# EXERCISES TO COMPLETE:
[a] Copy the passage of the biophysics talk abstracts between "An emerging mechanism" and "condensate size control.", inclusive, switching "enzyme clusters" to "enzyme assemblies".
[b] Pick up the biophysics talk abstracts after their last sentence and keep writing.

# READING TEXT:

An emerging mechanism for intracellular organization is biomolecular phase separation into condensates of proteins and nucleic acids. While condensate size can be key to proper biological function – in particular, compartmentalized biochemistry – the processes that govern condensate sizes inside cells remain unclear. I will discuss two examples of condensate size control: (1) an experimental model system, the algal pyrenoid, and (2) a theoretical proposal for self-organizing enzyme clusters. The talk will emphasize general biophysical principles underpinning condensate size control.

Department of Chemistry, University of Pittsburgh

The weighted ensemble path sampling strategy has helped transform what is feasible for molecular dynamics and related simulations. Highlights include atomistic simulations of rare events on the milliseconds to seconds timescale such as protein-ligand (un)binding, drug permeation of membranes, and the large-scale opening of the coronavirus spike protein. As demonstrated by benchmark studies, weighted ensemble simulations can be orders of magnitude more efficient than conventional simulations in generating rates and pathways for rare events. Importantly, the pathways are generated without the use of external biasing forces or modifications of the energy landscape. I will begin my talk with a pedagogical introduction to the weighted ensemble strategy and challenges in applying this strategy to complex biological processes. In the second part of my talk, I will present our recent advances in weighted ensemble methods and ambitious applications enabled by these advances.

Flatiron Institute, Simons Foundation

For many types of biological experiments, we can describe the underlying biophysical process using a forward model (i.e. a simulator) that recapitulates the essential physics and errors in the observations. However, comparing observations to the simulations, and inferring parameter distributions given an observation, is challenging and time consuming.

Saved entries
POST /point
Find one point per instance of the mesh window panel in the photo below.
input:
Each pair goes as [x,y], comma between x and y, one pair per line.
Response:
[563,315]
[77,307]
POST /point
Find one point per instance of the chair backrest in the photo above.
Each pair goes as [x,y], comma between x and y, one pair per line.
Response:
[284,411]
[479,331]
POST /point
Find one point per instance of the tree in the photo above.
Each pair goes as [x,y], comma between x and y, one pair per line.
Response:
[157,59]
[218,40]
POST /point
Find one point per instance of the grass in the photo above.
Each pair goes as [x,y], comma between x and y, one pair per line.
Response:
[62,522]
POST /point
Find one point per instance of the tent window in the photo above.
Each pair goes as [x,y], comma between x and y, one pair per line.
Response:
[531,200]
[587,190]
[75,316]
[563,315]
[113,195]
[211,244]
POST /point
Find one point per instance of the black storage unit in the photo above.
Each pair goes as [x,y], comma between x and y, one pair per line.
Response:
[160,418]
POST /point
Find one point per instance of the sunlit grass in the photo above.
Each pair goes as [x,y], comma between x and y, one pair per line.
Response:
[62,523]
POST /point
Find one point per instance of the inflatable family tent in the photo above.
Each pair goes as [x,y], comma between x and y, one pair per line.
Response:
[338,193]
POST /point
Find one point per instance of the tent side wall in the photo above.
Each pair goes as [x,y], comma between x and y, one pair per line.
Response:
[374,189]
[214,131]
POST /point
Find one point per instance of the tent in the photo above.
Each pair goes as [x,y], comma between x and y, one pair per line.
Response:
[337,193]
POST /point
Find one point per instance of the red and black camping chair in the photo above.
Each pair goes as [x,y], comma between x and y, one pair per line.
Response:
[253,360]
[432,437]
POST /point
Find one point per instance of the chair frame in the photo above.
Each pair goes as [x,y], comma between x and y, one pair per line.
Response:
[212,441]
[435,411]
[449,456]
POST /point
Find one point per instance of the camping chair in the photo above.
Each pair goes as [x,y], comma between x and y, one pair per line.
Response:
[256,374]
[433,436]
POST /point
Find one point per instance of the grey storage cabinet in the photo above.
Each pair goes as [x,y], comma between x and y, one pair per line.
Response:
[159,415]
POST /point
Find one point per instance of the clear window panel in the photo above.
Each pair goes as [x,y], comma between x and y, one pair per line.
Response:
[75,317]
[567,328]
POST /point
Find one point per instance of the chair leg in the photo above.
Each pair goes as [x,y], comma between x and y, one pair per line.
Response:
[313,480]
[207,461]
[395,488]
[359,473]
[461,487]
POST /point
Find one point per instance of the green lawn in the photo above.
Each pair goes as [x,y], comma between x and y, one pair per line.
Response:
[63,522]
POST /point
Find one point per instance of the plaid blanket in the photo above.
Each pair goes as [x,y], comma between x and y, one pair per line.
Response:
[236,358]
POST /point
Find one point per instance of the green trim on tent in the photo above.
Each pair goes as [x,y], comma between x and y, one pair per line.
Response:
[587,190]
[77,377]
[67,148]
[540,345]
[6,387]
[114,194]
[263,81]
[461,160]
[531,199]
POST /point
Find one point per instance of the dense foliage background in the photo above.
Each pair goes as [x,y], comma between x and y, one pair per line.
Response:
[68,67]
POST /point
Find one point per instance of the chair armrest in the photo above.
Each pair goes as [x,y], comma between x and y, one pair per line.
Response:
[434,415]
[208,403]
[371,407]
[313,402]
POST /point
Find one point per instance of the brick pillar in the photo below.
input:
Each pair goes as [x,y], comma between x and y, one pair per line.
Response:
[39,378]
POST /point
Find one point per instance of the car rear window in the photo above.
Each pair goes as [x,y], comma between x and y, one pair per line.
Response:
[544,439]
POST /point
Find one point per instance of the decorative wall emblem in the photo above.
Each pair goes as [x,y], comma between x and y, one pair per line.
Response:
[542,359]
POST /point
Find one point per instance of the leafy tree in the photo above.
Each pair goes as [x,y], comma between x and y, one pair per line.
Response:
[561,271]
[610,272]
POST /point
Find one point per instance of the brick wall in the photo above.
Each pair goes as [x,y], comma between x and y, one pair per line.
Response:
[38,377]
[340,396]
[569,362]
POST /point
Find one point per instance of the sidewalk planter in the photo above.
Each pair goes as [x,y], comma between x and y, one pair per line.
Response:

# EXPECTED RESULTS:
[a]
An emerging mechanism for intracellular organization is biomolecular phase separation into condensates of proteins and nucleic acids. While condensate size can be key to proper biological function – in particular, compartmentalized biochemistry – the processes that govern condensate sizes inside cells remain unclear. I will discuss two examples of condensate size control: (1) an experimental model system, the algal pyrenoid, and (2) a theoretical proposal for self-organizing enzyme assemblies. The talk will emphasize general biophysical principles underpinning condensate size control.

[b]
In the first seminar, I will give a background and historical perspective on Bayesian inference, its advantages, and limitations. One challenge is estimating the posterior probability for phenomena that have intractable likelihoods or likelihoods that are computationally expensive. Then, I will describe recent methods that use simulations and neural-posterior estimates to bypass the explicit likelihood calculation, referred to as simulation-based inference (SBI) techniques. I will demonstrate the potential of SBI for biophysics, first focusing on a simple example for studying force spectroscopy experiments (smFS). In smFS, the coupling of the molecule with the ever-present experimental device introduces artifacts that complicates the interpretation of these experiments. Performing statistical inference to learn hidden molecular properties is challenging because these measurements produce non-Markovian time-series, and even minimal models lead to intractable likelihoods. SBI enabled us to overcome these challenges by directly estimating the Bayesian posterior and extracting reduced quantitative models encoding a mechanistic model into a simulator in combination with probabilistic deep learning. For synthetic data, we could systematically disentangle the measurement of hidden molecular properties from experimental artifacts.

In the second seminar, I will apply SBI for inferring molecular conformations and their uncertainties from single-particle cryo-electron microscopy (cryo-EM) images. Given an observed image, SBI enables us to directly estimate the Bayesian posterior using forward model simulations, an embedding network, and a neural posterior estimation framework. The cryo-EM SBI training happens only once with the simulation of synthetic data, after which inference for each experimental particle takes only milliseconds to evaluate. This brings the great advantage that the posterior is amortized: the particle poses and imaging parameters do not have to be estimated, resulting in a high computational speed up in comparison to explicit likelihood methods. For both synthetic and real data, we could systematically disentangle the molecular conformation from the noisy observation with a confidence interval for the inference and learn about the most relevant features of the observed particles. We foresee that SBI will be widely used for studying biophysical experiments with intractable, or time consuming, likelihood calculations.